Stored data:
★ ★ ★ ★ ★ ★ ★

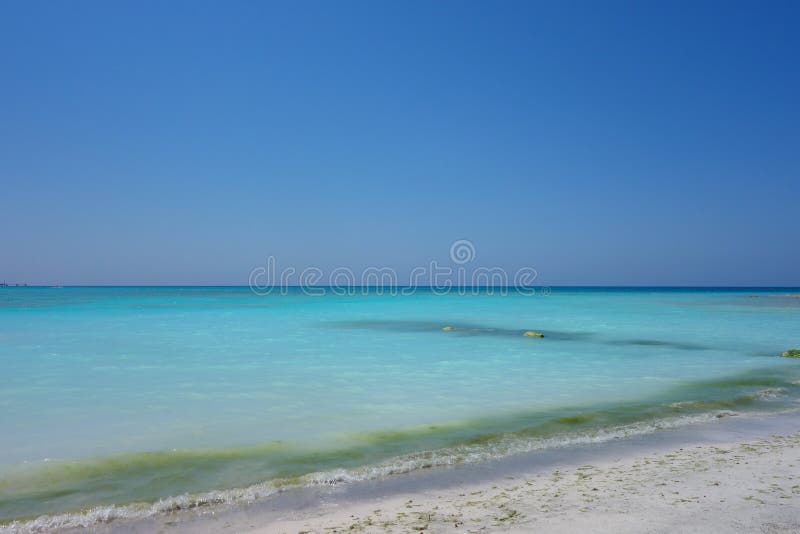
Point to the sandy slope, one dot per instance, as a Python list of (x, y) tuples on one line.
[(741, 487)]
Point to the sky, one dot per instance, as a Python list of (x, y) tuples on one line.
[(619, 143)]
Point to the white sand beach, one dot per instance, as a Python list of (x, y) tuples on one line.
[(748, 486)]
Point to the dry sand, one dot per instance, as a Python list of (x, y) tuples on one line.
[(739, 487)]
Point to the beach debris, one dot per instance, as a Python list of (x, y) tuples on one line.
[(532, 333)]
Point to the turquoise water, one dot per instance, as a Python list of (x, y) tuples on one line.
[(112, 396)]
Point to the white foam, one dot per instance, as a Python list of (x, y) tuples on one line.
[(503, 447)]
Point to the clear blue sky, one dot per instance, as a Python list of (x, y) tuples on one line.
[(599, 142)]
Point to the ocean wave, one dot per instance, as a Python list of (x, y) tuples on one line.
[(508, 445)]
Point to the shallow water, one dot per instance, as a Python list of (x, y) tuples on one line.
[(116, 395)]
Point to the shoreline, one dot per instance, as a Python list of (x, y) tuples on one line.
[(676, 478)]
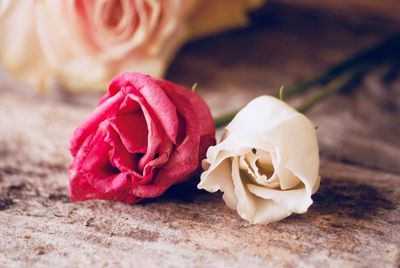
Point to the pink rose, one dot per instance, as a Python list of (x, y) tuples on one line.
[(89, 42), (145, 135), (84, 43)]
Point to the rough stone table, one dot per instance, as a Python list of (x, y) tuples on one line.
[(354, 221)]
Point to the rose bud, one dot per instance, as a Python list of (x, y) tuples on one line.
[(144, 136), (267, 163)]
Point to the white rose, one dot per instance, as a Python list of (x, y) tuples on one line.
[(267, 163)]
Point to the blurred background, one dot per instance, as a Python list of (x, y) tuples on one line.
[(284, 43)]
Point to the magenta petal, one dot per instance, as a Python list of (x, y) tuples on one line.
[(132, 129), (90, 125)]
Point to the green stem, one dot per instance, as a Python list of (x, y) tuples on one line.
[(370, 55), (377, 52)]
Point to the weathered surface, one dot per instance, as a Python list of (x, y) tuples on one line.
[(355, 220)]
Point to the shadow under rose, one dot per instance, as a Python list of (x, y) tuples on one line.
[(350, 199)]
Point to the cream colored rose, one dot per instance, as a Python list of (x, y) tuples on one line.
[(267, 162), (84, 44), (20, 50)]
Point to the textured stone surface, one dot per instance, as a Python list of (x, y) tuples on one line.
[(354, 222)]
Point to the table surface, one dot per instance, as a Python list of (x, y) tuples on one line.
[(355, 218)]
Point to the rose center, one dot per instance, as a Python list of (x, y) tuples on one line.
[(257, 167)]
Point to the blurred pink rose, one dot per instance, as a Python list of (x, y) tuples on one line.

★ ★ ★ ★ ★ ★ ★

Scale the listing above, starting with the line that contains "Point to the white sand" and going on through the line that contains "[(599, 142)]". Write out every line in that stretch again, requests unchanged, with each x and y coordinate in the answers multiplied by 0.9 and rounded to a whole number, halves rounding up.

Task solution:
Point to the white sand beach, one dot per instance, as a Python list of (x, y) tuples on one line.
[(673, 437)]
Point to the dry sand, one dot per instance, as a Python list of (x, y) tuples on one line.
[(665, 438)]
Point to the beach debris, one dot per instance, as a Python list of (x, y) tuples on one line.
[(479, 300)]
Point to the turquoise water, one dot per instance, as a Python list of (x, y) tuples on one line.
[(101, 356)]
Point to the white foam, one dot per instance, as a Python list of (x, y) tuples on one line.
[(453, 402)]
Point to the clear blue sky, one dot per instance, as a Python list of (x, y) tuples on one line.
[(539, 128)]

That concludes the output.